EXERCISE DATA:
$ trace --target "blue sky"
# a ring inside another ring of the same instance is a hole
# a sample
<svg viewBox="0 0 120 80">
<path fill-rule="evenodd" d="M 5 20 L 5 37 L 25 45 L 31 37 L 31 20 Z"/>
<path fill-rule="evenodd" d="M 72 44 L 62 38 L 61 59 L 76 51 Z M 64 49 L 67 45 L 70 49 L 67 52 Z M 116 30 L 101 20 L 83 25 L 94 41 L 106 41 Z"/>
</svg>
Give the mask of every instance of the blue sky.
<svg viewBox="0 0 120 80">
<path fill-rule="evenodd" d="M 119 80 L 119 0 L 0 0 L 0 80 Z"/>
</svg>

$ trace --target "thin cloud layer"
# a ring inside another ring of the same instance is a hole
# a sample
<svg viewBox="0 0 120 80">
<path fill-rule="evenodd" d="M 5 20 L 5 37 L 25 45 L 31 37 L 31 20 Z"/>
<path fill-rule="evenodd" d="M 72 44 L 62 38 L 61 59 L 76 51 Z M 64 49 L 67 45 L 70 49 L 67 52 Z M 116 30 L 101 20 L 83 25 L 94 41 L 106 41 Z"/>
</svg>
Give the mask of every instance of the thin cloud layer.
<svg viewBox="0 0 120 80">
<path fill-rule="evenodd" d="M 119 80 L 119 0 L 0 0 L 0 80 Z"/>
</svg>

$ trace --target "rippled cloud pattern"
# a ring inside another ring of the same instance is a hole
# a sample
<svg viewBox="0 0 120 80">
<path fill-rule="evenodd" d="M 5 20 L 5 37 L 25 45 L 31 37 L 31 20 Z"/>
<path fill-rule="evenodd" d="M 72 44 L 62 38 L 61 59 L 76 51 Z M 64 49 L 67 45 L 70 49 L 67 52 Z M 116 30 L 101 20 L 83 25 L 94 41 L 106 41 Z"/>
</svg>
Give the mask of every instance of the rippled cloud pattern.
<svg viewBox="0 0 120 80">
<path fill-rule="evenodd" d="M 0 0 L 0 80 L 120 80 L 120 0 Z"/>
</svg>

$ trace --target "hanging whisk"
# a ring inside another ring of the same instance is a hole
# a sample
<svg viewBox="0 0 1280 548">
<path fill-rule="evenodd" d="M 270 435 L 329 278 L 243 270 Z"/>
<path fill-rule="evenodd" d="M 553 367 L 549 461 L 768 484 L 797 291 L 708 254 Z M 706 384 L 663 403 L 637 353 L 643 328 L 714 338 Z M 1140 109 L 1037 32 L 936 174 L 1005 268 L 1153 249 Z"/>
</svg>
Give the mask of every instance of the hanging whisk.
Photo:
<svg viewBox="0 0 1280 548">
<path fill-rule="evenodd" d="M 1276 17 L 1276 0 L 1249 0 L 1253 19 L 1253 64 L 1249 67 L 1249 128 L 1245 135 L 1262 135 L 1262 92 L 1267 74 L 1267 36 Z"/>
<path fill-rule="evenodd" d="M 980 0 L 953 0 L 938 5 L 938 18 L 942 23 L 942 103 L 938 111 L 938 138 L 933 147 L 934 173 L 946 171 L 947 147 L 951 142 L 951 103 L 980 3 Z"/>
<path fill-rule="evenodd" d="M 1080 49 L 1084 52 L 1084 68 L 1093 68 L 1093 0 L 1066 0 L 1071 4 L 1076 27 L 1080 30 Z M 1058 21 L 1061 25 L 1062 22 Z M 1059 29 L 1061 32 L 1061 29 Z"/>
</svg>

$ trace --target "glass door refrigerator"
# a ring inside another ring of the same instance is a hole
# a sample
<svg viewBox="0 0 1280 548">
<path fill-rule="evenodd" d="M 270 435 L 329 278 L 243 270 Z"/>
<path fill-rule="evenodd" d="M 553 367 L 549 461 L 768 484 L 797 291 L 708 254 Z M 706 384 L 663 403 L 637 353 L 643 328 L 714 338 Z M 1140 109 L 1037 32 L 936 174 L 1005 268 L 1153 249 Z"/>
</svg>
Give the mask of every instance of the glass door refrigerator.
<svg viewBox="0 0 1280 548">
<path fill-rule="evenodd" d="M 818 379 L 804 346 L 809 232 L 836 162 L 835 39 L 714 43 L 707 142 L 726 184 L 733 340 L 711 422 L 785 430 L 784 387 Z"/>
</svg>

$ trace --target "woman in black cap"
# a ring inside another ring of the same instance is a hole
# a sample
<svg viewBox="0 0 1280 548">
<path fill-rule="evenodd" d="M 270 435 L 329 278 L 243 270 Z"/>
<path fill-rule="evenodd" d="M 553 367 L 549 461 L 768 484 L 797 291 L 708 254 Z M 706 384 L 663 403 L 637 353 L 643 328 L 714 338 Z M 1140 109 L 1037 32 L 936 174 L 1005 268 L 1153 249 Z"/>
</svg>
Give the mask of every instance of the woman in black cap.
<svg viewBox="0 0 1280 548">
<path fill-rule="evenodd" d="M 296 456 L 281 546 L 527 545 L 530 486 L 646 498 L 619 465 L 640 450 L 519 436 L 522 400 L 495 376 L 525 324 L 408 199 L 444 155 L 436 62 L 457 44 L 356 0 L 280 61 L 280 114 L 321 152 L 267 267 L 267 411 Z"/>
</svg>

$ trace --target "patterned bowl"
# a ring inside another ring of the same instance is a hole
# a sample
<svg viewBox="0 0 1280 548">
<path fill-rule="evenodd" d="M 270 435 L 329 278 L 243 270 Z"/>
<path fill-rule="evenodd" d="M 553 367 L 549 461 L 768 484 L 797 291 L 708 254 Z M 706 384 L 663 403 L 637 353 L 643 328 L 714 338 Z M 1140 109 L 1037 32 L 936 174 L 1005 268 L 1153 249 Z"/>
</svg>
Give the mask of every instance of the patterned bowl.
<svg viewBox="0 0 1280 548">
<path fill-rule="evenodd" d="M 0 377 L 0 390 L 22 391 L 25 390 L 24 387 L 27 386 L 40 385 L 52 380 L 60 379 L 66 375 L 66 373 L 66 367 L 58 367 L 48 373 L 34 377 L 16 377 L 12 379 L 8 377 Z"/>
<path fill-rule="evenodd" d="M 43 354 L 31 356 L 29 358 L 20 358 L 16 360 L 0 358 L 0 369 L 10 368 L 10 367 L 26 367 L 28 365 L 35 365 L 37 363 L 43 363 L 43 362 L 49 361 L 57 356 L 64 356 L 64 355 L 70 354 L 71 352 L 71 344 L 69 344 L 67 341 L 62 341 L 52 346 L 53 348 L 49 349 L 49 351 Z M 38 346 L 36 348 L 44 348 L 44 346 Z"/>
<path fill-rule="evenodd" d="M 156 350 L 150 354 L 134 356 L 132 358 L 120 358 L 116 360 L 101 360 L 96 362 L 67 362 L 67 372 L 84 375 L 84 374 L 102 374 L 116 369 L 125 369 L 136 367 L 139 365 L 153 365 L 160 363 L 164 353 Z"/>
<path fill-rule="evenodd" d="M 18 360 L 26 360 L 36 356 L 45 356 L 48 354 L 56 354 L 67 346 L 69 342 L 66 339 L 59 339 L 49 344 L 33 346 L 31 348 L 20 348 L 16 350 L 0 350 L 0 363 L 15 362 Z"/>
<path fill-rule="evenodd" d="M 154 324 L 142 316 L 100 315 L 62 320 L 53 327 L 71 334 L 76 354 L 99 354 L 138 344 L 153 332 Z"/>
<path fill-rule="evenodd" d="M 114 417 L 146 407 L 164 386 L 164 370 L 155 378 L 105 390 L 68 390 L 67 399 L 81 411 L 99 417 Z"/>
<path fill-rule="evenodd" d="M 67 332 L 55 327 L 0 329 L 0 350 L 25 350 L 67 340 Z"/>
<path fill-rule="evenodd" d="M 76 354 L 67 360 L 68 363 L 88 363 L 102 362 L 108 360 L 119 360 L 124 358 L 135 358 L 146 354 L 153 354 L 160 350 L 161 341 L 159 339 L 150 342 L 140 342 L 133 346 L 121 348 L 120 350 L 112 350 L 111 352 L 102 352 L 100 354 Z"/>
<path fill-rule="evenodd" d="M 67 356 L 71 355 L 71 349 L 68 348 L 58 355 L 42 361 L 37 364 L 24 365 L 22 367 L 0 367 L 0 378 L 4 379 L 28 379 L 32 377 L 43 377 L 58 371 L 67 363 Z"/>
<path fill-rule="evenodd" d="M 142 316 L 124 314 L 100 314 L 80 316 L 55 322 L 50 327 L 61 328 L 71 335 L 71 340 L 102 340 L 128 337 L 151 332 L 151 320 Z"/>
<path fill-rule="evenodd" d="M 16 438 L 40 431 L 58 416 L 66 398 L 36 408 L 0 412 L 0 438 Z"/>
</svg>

PROBLEM DESCRIPTION: Filter the listing above, keeping only the lines with "whisk".

YOUR RESPONSE:
$ trace --target "hanging whisk"
Give the mask of every instance of the hanging whisk.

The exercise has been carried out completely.